*WHAT THIS TASK INVOLVES*: Reproduce the listing below in full and without alteration, apart from its pictures.
START DATA UNDER STUDY
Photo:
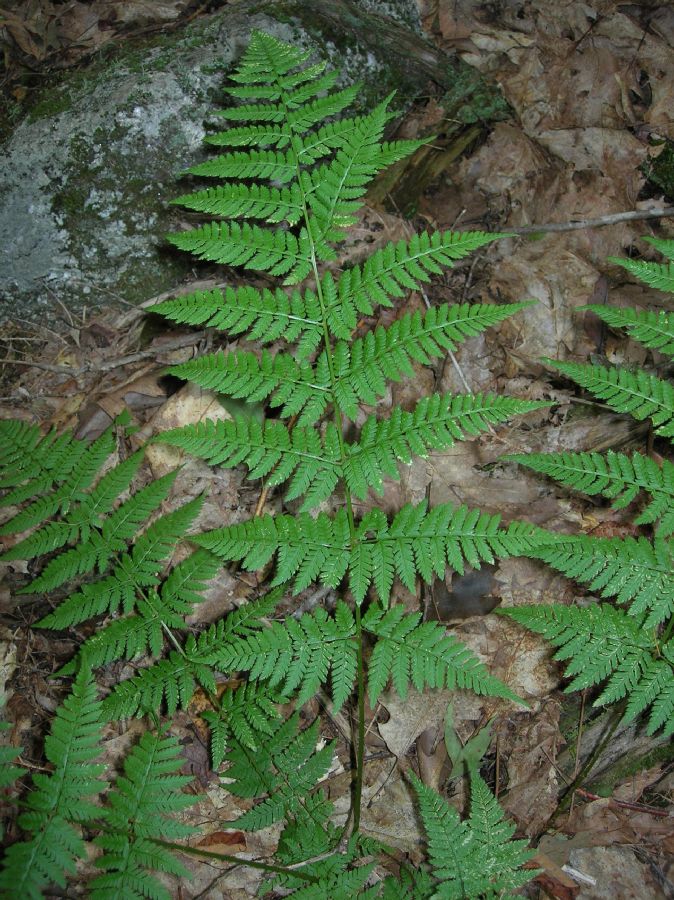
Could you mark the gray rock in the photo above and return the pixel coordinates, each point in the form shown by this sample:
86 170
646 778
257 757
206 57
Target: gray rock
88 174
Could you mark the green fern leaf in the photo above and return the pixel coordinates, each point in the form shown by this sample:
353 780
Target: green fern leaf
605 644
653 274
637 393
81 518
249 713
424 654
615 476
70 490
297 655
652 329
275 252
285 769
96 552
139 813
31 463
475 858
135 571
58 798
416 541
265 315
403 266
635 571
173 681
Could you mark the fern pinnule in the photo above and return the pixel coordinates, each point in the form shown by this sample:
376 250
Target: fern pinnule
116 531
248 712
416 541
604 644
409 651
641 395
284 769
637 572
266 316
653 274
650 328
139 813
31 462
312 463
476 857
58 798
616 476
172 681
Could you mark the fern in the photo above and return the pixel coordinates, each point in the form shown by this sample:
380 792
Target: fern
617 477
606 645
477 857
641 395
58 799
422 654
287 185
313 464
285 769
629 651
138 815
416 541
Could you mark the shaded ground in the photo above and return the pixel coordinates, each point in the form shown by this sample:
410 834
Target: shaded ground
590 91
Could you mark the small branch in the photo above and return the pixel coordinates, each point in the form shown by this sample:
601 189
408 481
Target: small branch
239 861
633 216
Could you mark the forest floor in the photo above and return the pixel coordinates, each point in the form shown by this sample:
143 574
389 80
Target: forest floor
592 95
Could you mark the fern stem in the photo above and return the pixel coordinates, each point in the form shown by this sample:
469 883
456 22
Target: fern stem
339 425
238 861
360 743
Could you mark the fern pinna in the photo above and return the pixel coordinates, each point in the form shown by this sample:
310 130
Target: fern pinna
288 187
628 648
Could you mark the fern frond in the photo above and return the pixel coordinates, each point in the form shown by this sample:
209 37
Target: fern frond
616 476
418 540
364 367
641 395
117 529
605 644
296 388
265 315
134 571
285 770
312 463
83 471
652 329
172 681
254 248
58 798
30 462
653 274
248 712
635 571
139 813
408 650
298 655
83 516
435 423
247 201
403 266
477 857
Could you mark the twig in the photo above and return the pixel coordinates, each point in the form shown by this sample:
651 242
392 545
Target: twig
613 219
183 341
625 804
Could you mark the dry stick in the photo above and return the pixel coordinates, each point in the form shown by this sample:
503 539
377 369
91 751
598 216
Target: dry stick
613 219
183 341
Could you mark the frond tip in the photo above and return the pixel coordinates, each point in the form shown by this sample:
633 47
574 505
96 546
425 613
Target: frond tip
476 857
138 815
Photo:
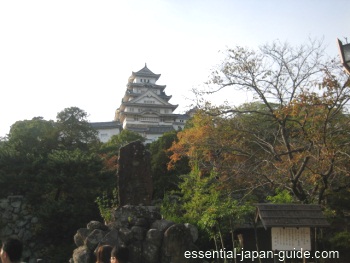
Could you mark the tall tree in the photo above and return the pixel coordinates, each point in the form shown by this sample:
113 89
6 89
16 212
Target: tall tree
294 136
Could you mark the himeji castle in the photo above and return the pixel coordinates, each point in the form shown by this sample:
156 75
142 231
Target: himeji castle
END DATA UNDER STUDY
*OUTPUT BELOW*:
Photo:
Could you mark the gray rock in the photo above and return the pixel coordinates, each point in the form shown by this sample:
86 170
646 778
257 757
206 57
Target: gray rock
88 174
Could you mark the green fern leaf in the photo above and return the pixel coordinates, each point in the form shown by this sample:
353 780
Target: green fern leaf
605 644
653 274
637 393
81 518
249 713
424 654
615 476
70 490
297 655
652 329
275 252
285 769
96 552
139 813
31 463
475 858
135 571
58 798
416 541
265 315
403 266
635 571
173 681
Could you mark the fern pinnule in the photo above and return the pixel coordinates, each point in the form shown by this sample:
376 250
Target: fern pinnule
116 531
248 712
416 541
604 644
409 651
641 395
284 769
637 572
266 316
653 274
650 328
139 813
31 462
312 463
476 857
58 798
616 476
172 681
Could you mark the fern in the photo above and return the pixel coordinates, each point in the form shown by this sample:
380 792
Target: fern
617 477
606 645
477 857
641 395
58 799
422 654
287 185
313 464
285 769
629 651
138 815
416 541
Could you mark the shaded ground in the photo above and return the pixel coordinates, each point in the form shown by this sample:
410 834
Target: shaded ground
590 91
Could you mark the small branch in the photo above and return the pixel coordinates, each point in the form shown by this sample:
601 189
408 481
Target: small branch
239 861
633 216
Could you mark the forest floor in the photo above and return the pixel coordinates, each point in the form shown by this sample:
143 574
389 80
Target: forest floor
592 95
Could you mark the fern stem in the photo above and return the pixel coordinates, each point in the form shown by this sample:
469 883
456 22
Target: fern stem
339 425
238 861
360 743
Could you mark the fern pinna in the photo above and return the pixel coordinates, each point in the form shown by this sample:
310 130
Target: fern pinna
288 187
628 648
Could you mark the fern frond in the photo above and return the pixel coordinates, each point in the form shown by this sample:
209 37
Target: fern frond
616 476
418 540
364 367
641 395
117 529
605 644
296 388
265 315
134 571
285 770
312 463
83 471
652 329
172 681
254 248
58 798
30 462
653 274
248 712
635 571
139 813
408 650
298 655
83 516
435 423
247 201
403 266
477 857
Could you mark the twig in the photo above and return the pixel coordinates, each point in the form shown by this sample:
651 242
392 545
Target: twig
613 219
183 341
625 804
Could you mark the dry stick in the photo above and return the pixel coordinates, each point in the form shown by this sample:
503 539
377 369
91 751
598 216
Target: dry stick
613 219
183 341
Could you mark the frond tip in the photo above and return the pixel coordinates, each point in the form shown by this sample:
633 47
574 505
96 546
425 613
Target: frond tip
476 857
138 815
Photo:
Could you mark the tall tree in the photo above and return the pixel coordinates, each point in the form shown by this sample:
113 89
6 89
16 212
Target: tall tree
294 136
Could you mark the himeji castle in the photo above and return the pixel coordinates, each point in the form shown by this sample:
156 75
142 231
Target: himeji castle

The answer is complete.